Items from a dataset
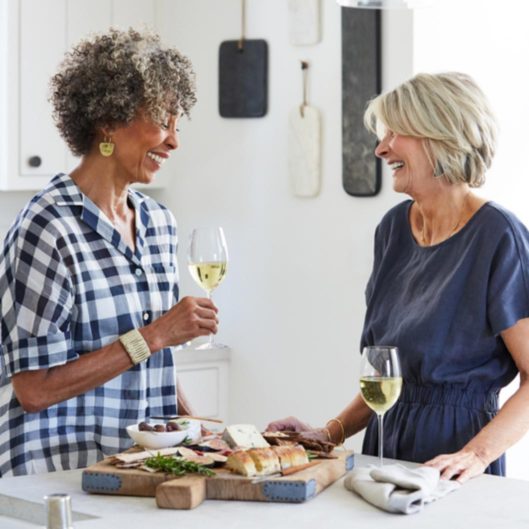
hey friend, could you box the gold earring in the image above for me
[99,137,114,157]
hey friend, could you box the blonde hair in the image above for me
[364,72,498,187]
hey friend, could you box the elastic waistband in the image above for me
[399,383,499,412]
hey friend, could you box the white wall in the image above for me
[153,0,413,454]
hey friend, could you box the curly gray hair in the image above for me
[50,27,196,156]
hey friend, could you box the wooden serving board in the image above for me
[82,450,354,510]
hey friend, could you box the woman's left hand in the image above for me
[424,448,488,483]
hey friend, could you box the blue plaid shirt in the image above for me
[0,173,180,476]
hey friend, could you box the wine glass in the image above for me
[359,345,402,467]
[187,227,229,350]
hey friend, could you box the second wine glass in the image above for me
[187,226,228,350]
[359,345,402,467]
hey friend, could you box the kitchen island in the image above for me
[0,454,527,529]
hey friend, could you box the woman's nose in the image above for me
[374,138,389,159]
[165,129,179,150]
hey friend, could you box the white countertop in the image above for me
[0,454,528,529]
[173,344,230,366]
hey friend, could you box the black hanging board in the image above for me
[342,9,381,197]
[219,39,268,118]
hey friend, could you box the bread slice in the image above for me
[272,444,309,470]
[226,450,258,477]
[247,448,281,476]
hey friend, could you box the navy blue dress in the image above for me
[361,200,529,475]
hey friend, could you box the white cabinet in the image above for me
[0,0,167,191]
[174,347,230,424]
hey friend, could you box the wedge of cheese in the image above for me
[222,424,270,449]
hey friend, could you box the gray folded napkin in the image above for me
[344,464,460,514]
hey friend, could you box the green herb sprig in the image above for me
[306,451,318,461]
[145,453,215,477]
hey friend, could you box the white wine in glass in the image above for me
[188,227,228,349]
[359,346,402,467]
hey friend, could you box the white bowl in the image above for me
[126,419,201,449]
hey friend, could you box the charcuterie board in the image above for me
[82,449,354,510]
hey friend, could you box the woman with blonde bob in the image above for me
[269,72,529,482]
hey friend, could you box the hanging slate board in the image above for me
[342,9,381,197]
[219,40,268,118]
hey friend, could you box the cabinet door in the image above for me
[19,0,67,182]
[113,0,155,27]
[1,0,161,191]
[68,0,111,46]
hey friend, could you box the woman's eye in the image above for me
[160,122,179,133]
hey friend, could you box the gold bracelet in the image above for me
[326,418,346,444]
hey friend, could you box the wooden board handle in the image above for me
[155,476,206,510]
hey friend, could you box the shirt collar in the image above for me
[51,173,150,264]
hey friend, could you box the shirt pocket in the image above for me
[143,263,178,313]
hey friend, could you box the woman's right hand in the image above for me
[265,416,313,433]
[145,296,219,350]
[265,416,330,443]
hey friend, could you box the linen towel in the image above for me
[344,464,460,514]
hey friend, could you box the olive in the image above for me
[166,422,181,432]
[153,424,166,432]
[138,422,153,432]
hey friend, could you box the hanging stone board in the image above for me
[342,9,381,197]
[219,40,268,118]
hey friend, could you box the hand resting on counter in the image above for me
[425,447,488,483]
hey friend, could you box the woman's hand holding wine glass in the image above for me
[359,345,402,467]
[188,227,229,349]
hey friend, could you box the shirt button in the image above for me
[135,268,143,277]
[143,312,150,321]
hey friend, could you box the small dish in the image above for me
[126,419,201,449]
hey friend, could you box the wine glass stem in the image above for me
[207,290,213,345]
[377,413,384,467]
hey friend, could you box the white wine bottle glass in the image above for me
[359,345,402,467]
[187,227,228,350]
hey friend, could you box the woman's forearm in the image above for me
[11,338,134,412]
[326,393,373,444]
[464,377,529,465]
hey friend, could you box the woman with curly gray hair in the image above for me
[269,72,529,483]
[0,28,217,476]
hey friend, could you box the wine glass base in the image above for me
[194,342,230,351]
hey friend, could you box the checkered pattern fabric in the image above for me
[0,173,180,476]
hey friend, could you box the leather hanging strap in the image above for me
[238,0,246,50]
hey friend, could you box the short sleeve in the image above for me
[0,216,76,377]
[487,225,529,335]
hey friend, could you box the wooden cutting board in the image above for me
[82,450,354,510]
[288,104,321,197]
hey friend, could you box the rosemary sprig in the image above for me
[145,453,215,477]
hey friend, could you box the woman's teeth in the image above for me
[147,152,165,165]
[389,162,404,171]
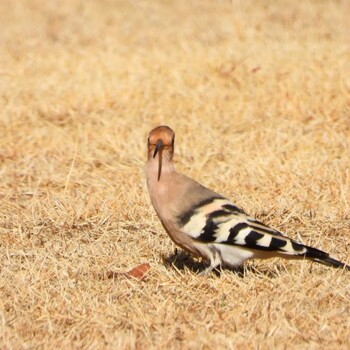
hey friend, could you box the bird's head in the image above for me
[147,125,175,181]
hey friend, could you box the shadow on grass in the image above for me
[162,249,288,278]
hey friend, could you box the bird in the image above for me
[145,125,350,274]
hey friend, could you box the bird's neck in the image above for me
[146,155,175,182]
[145,154,176,217]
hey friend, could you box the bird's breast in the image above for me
[147,176,173,218]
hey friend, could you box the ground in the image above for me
[0,0,350,349]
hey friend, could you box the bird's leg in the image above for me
[198,249,222,275]
[198,262,220,276]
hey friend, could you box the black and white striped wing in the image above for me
[178,197,307,256]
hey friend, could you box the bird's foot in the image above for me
[198,264,220,276]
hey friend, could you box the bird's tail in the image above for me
[303,245,350,271]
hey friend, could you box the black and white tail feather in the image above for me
[178,196,350,274]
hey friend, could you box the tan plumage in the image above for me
[145,125,350,274]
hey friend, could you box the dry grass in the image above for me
[1,0,350,349]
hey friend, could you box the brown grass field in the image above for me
[1,0,350,349]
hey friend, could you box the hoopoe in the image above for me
[145,125,350,274]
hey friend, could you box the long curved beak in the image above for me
[153,139,163,158]
[153,139,163,181]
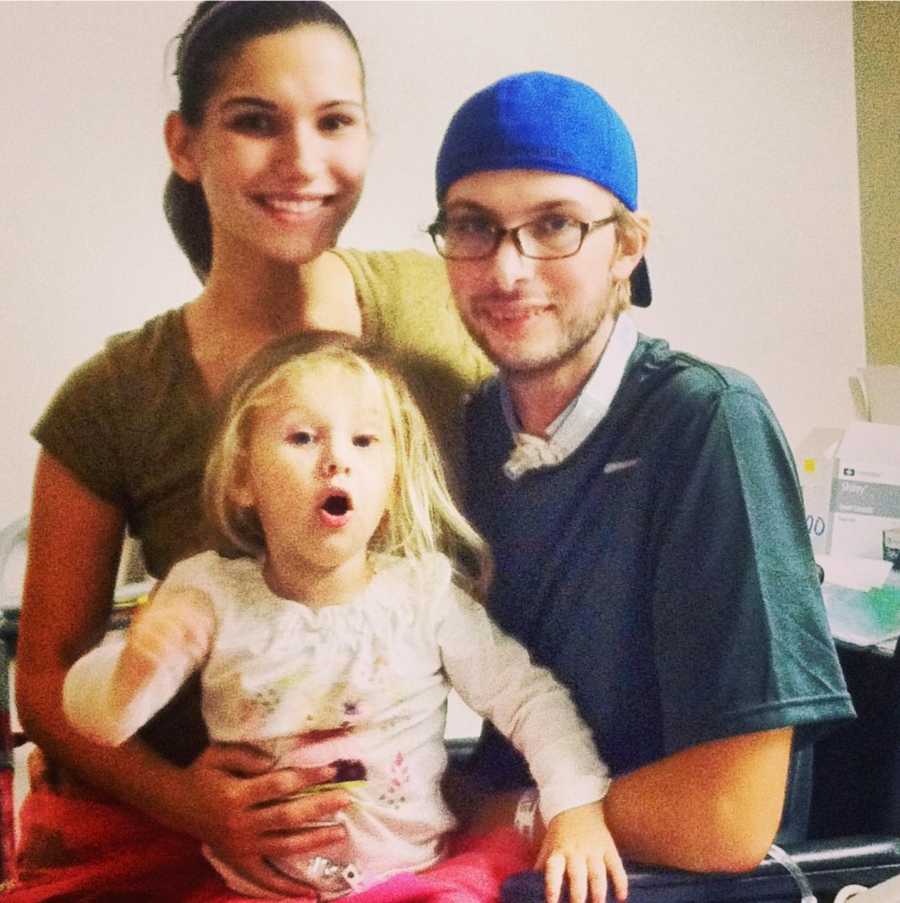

#### INSTRUCTIONS TO FOLLOW:
Repeat the records in full, exactly as they appear, without the pictures.

#### COMPLETED EXERCISE:
hey friend, could you box the gold earring in the image above for me
[99,137,114,157]
hey friend, could you box the blonde hair in the image above for me
[364,72,498,187]
hey friend, could you box the elastic waistband in the image above for me
[399,383,499,412]
hey friend, could you box the white wall in the image above for me
[153,0,413,454]
hey friend, could you box the curly gray hair in the image above for me
[50,27,196,156]
hey friend, could you box the wooden serving board in the image above for me
[82,450,354,510]
hey friend, could you box the woman's left hand in the image above for me
[424,448,488,483]
hey friend, could you box the blue plaid shirt in the image above for me
[0,173,180,476]
hey friend, could you box the wine glass in the image above for me
[359,345,402,467]
[187,227,229,350]
hey friend, could you box the second wine glass in the image above for me
[187,226,228,350]
[359,345,402,467]
hey friend, could you box the kitchen island in the image above for me
[0,454,527,529]
hey friend, could you box the woman's nose in the image above for me
[374,138,389,159]
[165,129,179,150]
hey friend, could you box the white countertop in the image above for me
[0,454,528,529]
[173,344,230,366]
hey friend, could you box the black hanging board in the image above for me
[342,9,381,197]
[219,39,268,118]
hey friend, could you box the bread slice in the image above for me
[272,444,309,470]
[226,450,258,477]
[247,448,281,476]
hey friend, could you box the navy blue dress in the image above for me
[361,200,529,475]
hey friend, could you box the white cabinet in the image above for me
[0,0,167,191]
[174,347,230,424]
hey friend, could you box the wedge of cheese in the image above for me
[222,424,270,449]
hey friend, could you box the gray folded napkin in the image above for me
[344,464,460,514]
hey friend, could you box the green herb sprig in the image above for me
[306,451,318,461]
[145,453,215,477]
hey friend, could you box the white wine in glass in the image above for me
[188,227,228,349]
[359,346,402,467]
hey friend, could you box the white bowl in the image above for me
[126,419,201,449]
hey friend, could you box the charcuterie board in the image above for me
[82,449,354,510]
hey friend, could you box the woman with blonde bob in the image above for me
[269,72,529,482]
hey friend, could you box the hanging slate board in the image above for me
[342,9,381,197]
[219,40,268,118]
hey friend, could you box the cabinet door in the image above for me
[19,0,67,182]
[113,0,155,27]
[1,0,161,191]
[68,0,111,46]
hey friend, could you box the woman's eye in the image above for me
[160,122,179,133]
hey friend, could you box the gold bracelet in the image above for me
[326,418,346,444]
hey friend, could you box the wooden board handle in the image above for me
[155,476,206,510]
hey friend, could you box the shirt collar in the image above for me
[51,173,150,264]
hey friend, could you box the shirt pocket in the image above for me
[143,263,178,313]
hey friend, could you box the woman's right hand in the image above for me
[265,416,313,433]
[145,296,219,350]
[265,416,330,443]
hey friend, could you box the linen towel in the image above for me
[344,464,460,514]
hey friend, could you box the olive in the image above for me
[166,422,181,432]
[153,424,166,432]
[138,422,153,432]
hey friend, could you box the hanging stone board in the image above for me
[342,9,381,197]
[219,40,268,118]
hey friend, could you box the hand resting on counter in the image above for me
[425,447,488,483]
hey friend, could you box the woman's hand holding wine glass in the image above for me
[359,345,402,467]
[188,227,229,349]
hey friend, could you box the shirt button in the image above for me
[135,268,143,277]
[143,312,150,321]
hey friend, could you box the small dish in the image above for me
[126,419,201,449]
hey friend, could you box the wine glass stem in the image above for me
[207,290,213,345]
[377,413,384,467]
hey friend, could you box the white wine bottle glass in the image above for me
[359,345,402,467]
[187,227,228,350]
hey friend, could you box the woman's forearm in the image above for me
[11,338,134,412]
[326,393,373,444]
[464,377,529,465]
hey friend, could you box the woman with curly gray hair in the image above for me
[269,72,529,483]
[0,28,217,476]
hey friend, could you box the wine glass base in the image above for me
[194,342,230,351]
hey friend, could you box the checkered pattern fabric in the image above for me
[0,173,180,476]
hey friend, could you box the leather hanging strap in the image above for me
[238,0,246,50]
hey friend, could you box the short sleeve in the image above for me
[0,216,76,377]
[487,225,529,335]
hey friend, could you box the wooden cutting board in the image above for me
[82,450,354,510]
[288,104,321,197]
hey friend, could you box the rosemary sprig in the image above for me
[145,453,215,477]
hey friend, could you box the woman's teeth in the image above for me
[147,152,165,165]
[389,162,404,171]
hey friend, could you box the bird's head in the image above for me
[147,125,175,181]
hey friend, could you box the shadow on grass in the image above for me
[162,249,288,278]
hey friend, could you box the bird in the image above for me
[145,125,350,274]
hey friend, could you box the bird's neck in the image above for me
[146,155,175,182]
[145,154,176,217]
hey friend, could you box the bird's breast in the image above for me
[147,176,173,218]
hey friend, could you box the ground in the image above for me
[0,0,350,349]
hey friend, could you box the bird's leg in the image above for me
[198,249,222,275]
[198,262,220,276]
hey friend, could you box the black and white striped wing in the image above for me
[178,197,307,256]
hey friend, could you box the bird's foot in the image above for me
[198,264,220,276]
hey friend, could you box the bird's tail in the image above for me
[303,245,350,271]
hey friend, could you box the black and white tail feather in the image above for me
[178,196,350,274]
hey friend, could you box the tan plumage in the image above for me
[145,125,350,274]
hey friend, could you box the dry grass in the image above for me
[1,0,350,349]
hey friend, could you box the brown grass field in the image above for me
[1,0,350,349]
hey friend, could you box the hoopoe in the image above for me
[145,125,350,274]
hey friend, could you box the long curved beak in the image above for me
[153,139,163,158]
[153,139,163,181]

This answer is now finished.